> **TO DO**
Copy out the lines below word for word, leaving out the pictures.

> **TASK INPUTS**
--------------------------------

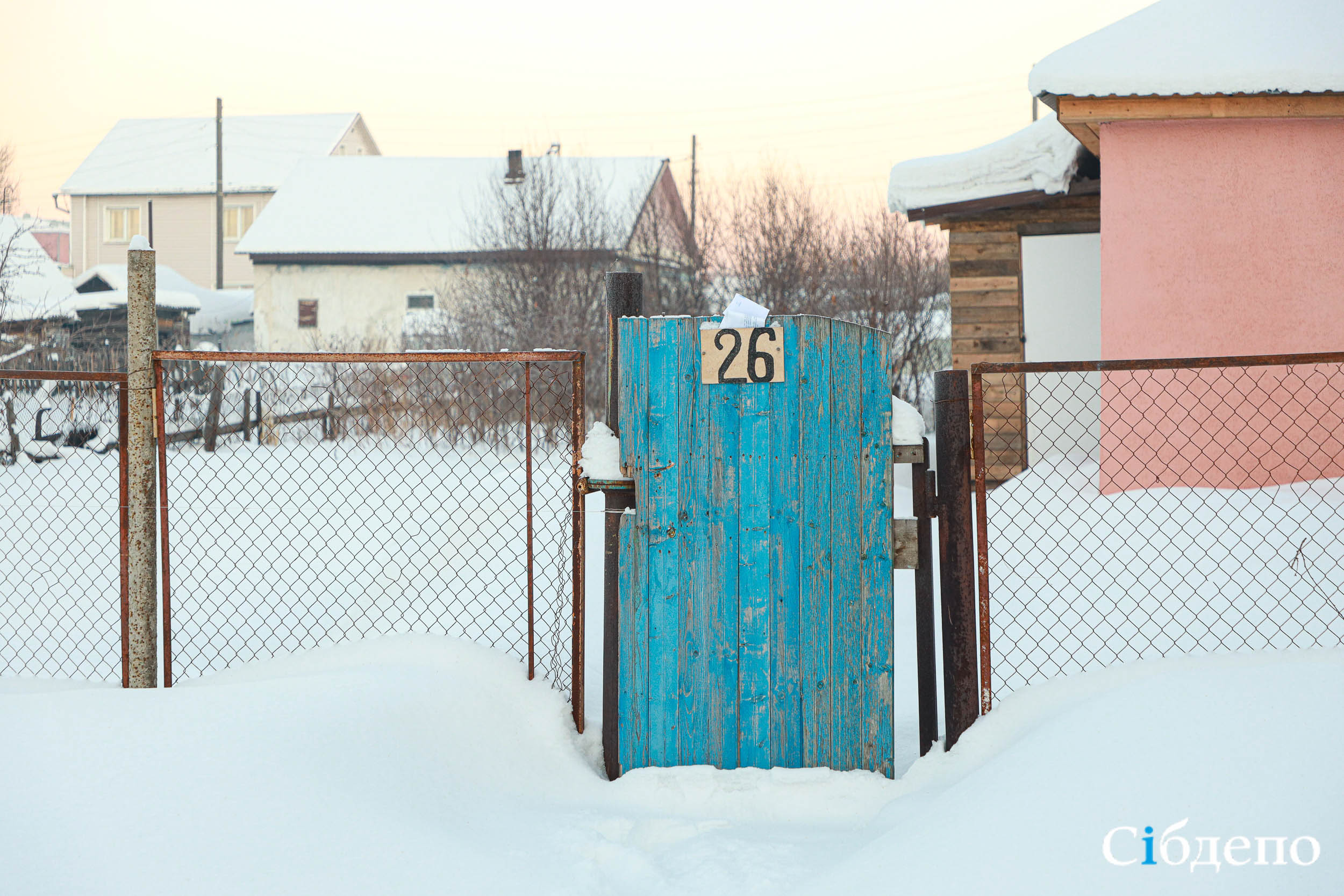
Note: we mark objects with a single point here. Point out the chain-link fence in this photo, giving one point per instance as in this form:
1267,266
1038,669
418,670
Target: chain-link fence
321,497
1133,510
62,510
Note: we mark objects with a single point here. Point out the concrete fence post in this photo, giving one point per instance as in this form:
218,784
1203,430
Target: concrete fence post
141,340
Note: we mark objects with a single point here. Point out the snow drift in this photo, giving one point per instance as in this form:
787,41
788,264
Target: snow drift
413,763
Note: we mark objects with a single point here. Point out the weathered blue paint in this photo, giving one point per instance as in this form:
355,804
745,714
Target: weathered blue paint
659,500
875,621
756,606
815,570
692,526
722,594
754,577
633,382
846,636
785,516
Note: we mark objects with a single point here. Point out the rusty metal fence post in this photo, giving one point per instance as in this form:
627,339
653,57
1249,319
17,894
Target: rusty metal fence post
924,497
141,338
580,542
956,554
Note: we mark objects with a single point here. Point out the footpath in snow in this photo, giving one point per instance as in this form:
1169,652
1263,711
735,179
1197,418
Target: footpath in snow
417,763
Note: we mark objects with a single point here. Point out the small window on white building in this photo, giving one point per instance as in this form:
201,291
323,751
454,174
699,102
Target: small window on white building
121,224
237,221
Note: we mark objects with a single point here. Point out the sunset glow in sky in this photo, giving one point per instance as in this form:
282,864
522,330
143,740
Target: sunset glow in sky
839,90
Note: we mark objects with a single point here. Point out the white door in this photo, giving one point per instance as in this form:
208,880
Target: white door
1061,310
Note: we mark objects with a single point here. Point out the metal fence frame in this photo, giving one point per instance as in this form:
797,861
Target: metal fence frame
123,485
528,359
980,461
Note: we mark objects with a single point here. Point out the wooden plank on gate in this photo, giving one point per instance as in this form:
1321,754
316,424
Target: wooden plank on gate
785,516
815,589
632,645
659,500
846,445
875,589
754,574
692,526
633,382
722,593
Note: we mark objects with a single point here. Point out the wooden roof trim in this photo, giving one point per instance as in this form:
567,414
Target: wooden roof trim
1084,116
1009,200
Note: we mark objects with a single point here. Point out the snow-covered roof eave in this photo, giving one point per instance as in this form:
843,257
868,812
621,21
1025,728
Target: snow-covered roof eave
1203,47
156,191
1041,157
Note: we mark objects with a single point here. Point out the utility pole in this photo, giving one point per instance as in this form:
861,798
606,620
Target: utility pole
219,192
692,190
141,339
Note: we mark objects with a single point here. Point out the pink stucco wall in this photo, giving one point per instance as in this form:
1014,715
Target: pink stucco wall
1222,238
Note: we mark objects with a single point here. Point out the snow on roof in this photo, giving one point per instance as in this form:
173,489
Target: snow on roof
1205,47
218,308
178,155
369,205
1041,156
113,299
31,283
221,310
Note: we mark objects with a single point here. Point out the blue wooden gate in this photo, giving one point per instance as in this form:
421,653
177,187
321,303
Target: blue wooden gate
756,572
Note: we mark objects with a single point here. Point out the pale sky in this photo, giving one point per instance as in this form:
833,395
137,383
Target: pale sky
842,90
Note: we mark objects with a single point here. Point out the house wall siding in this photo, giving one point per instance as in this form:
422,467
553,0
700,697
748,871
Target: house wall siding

--------------------------------

> **WRITTEN SOLUTION**
Note: we mark objects with a single point here. Point out the chain-link fence in this photo, giving one point per instance as in this form:
1267,266
1038,669
418,670
Target: chain-link fence
321,497
1133,510
62,510
Note: we mark objects with a single point here. Point out the concrete fence post in this photo, giving one point per instance as in this form:
218,784
1203,430
Target: concrete fence post
141,340
Note: we mark objects with a single point here. Point out the snow drift in this photo, giving one point per instance as in this form:
787,41
788,264
Target: snow drift
413,763
Note: we mark objects with a single point here. Point out the weathered blue paint in this photo, giving one point per instance as in this form:
355,804
745,714
Target: weathered blue paint
659,500
875,621
756,606
815,570
692,526
722,594
754,577
633,382
846,636
785,516
Note: we mark objects with a single point here. Point out the rusty metal fence post in this photo, giving one point per instance as in this form:
627,339
653,57
1249,319
17,894
Target: rusty metal fence post
924,497
141,338
580,542
956,554
Note: we mark objects with a single point here. Point out the footpath in snow in this photo, giving one point per instance as in this form:
1169,652
1263,711
735,179
1197,418
Target: footpath in snow
417,763
Note: we mark objects with a single point here. Point out the small window on white building in this photo, giving one point per instance as in this form:
201,291
323,751
454,174
699,102
Target: small window on white building
121,224
237,221
Note: we mark objects with a single point here. Point out the sunset glow in sky in this photo, giving one point per instance as in this form:
282,864
522,330
143,740
Target: sunset glow in sky
839,90
Note: we mark objects with a single point here. Point out the white door in this photo, giving one point per instance as in this form:
208,880
Target: white door
1061,310
Note: we mark objects with a single point here. Point out the metal fence frame in this photo, giving one point per instance as in this form:
797,861
Target: metal fence frame
123,485
528,359
980,461
Note: we mark objects with a single point here. Point out the wooden plank on gate in this photo, giving one point per instance as in this form:
1321,754
316,424
Target: wooden plank on gate
785,516
815,589
632,645
659,500
846,445
875,589
754,574
692,526
633,382
722,593
Note: we mark objects with a single point here. Point out the wooden roof trim in this photo, giving one point per instance as in this form:
567,414
Target: wooden roof trim
1084,116
1009,200
Note: we mark objects with a single point here. Point out the snow-covered roof eave in this photo, giving one point per instance as in this form:
843,257
868,812
621,21
1025,728
Target: snow-covered roof eave
1203,47
156,191
1041,157
Note: we mark objects with a single point here. Point out the utility pole in this photo, giving one point per instance as in this form:
861,798
606,620
Target: utility pole
219,192
692,190
141,339
Note: we mark objects with a single point here. Point out the pink stucco wall in this photo, giving one point per instance as in this form:
1014,715
Target: pink stucco wall
1222,238
Note: we mark objects with a single point here. Point out the snow on roof in this photo, giving one point per instance as in this form:
173,489
Target: snow on roof
1205,47
218,308
178,155
369,205
1041,156
113,299
31,283
221,310
Note: we mark objects with a single point here. Point out the blue wooden gate in this photo, giving one point per instance as in this form:
421,653
177,187
321,303
Target: blue wooden gate
756,572
Note: we mark objects with a single point here. Point out the pale sky in this photo, giving one point per instance as in this form:
833,395
137,383
Target: pale sky
842,90
Note: we mark objects with a single point here. Point out the house wall siding in this photo, giving one point per instance as in this form:
422,467
553,0
700,697
748,871
Target: house wall siding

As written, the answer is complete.